• **Required actions**
1. Extract the portion of the Armistice Day passage between "Whereas the 11th" and "nations; . . . .", inclusive.
2. Summarize the Armistice Day passage in two sentences.

In many nations, Armistice Day still commemorates the end of WWI on November 11th, 1918, as a day to remember a body count on a scale hitherto undreamt of at the time and a day to promote international peace.

The 1926 U.S. Congressional Armistice Day resolution begins like this:

Whereas the 11th of November 1918, marked the cessation of the most destructive, sanguinary, and far-reaching war in human annals and the resumption by the people of the United States of peaceful relations with other nations, which we hope may never again be severed, and
Whereas it is fitting that the…anniversary…perpetuate peace through goodwill and mutual understanding between nations; . . . .

When America remembered Armistice Day as if life matters, it inspired a 1920s peace movement so pervasive that it even included bankers and the American Legion. Instead of waiting for the ideal president or senate, trans-partisan activists got all four major political parties into the movement, and by 1929 the U.S. was among sixty-two nations that signed the Kellogg-Briand Pact outlawing aggressive war! The “war to end all wars” became an international call for peace to end all wars. While the pact was not applied to stop WWII, it was used to prosecute Nazis for starting it and is still on the books.

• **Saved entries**

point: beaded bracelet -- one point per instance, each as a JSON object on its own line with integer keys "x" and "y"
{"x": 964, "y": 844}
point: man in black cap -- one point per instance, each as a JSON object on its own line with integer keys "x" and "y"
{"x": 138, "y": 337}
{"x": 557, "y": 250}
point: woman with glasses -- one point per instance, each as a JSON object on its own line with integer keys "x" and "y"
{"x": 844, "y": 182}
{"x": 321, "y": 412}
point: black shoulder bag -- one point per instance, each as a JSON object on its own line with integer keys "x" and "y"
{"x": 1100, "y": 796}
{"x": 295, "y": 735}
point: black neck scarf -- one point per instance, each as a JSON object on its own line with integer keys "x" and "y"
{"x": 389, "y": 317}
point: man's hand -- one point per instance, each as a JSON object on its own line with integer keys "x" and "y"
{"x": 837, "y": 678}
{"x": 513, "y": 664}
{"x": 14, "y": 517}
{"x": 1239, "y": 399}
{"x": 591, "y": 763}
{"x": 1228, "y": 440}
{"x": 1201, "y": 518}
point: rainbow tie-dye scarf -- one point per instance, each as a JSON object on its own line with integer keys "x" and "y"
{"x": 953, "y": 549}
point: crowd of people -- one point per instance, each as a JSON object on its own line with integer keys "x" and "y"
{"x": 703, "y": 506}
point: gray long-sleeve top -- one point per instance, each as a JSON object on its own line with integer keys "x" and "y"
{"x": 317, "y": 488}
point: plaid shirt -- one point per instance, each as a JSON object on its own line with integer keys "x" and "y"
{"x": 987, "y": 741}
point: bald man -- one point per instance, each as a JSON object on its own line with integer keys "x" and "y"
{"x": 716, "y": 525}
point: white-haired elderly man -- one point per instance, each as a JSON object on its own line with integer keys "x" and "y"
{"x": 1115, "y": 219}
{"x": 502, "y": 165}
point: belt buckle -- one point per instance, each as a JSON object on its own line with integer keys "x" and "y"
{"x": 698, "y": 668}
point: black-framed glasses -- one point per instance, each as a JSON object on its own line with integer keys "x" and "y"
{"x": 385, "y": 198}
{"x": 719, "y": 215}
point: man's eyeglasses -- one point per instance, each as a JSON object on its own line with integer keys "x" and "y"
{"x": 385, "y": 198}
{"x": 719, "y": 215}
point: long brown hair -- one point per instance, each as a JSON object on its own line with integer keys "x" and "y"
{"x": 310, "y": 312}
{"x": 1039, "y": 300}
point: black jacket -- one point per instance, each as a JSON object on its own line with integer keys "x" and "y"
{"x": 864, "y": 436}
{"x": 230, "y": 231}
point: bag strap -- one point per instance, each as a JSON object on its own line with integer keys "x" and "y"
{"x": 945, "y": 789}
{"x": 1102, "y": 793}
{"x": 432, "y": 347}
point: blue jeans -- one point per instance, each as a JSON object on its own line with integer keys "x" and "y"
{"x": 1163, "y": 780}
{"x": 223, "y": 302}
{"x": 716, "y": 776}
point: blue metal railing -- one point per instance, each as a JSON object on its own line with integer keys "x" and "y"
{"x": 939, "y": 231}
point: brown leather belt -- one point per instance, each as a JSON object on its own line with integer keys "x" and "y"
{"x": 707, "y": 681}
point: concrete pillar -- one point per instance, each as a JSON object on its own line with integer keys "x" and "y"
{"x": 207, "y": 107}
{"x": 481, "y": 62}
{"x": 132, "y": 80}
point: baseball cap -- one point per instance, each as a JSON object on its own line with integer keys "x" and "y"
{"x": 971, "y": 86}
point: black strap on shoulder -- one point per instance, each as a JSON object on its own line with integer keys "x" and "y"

• **Task results**
1.
Whereas the 11th of November 1918, marked the cessation of the most destructive, sanguinary, and far-reaching war in human annals and the resumption by the people of the United States of peaceful relations with other nations, which we hope may never again be severed, and
Whereas it is fitting that the…anniversary…perpetuate peace through goodwill and mutual understanding between nations; . . . .

2. Armistice Day, still observed in many nations, commemorates the end of WWI on November 11th, 1918, remembering an unprecedented death toll and promoting international peace, a purpose the 1926 U.S. Congressional resolution also expressed. Remembering the day inspired a broad 1920s American peace movement, and by 1929 the U.S. was one of sixty-two nations that signed the Kellogg-Briand Pact outlawing aggressive war, a pact later used to prosecute Nazis and still on the books.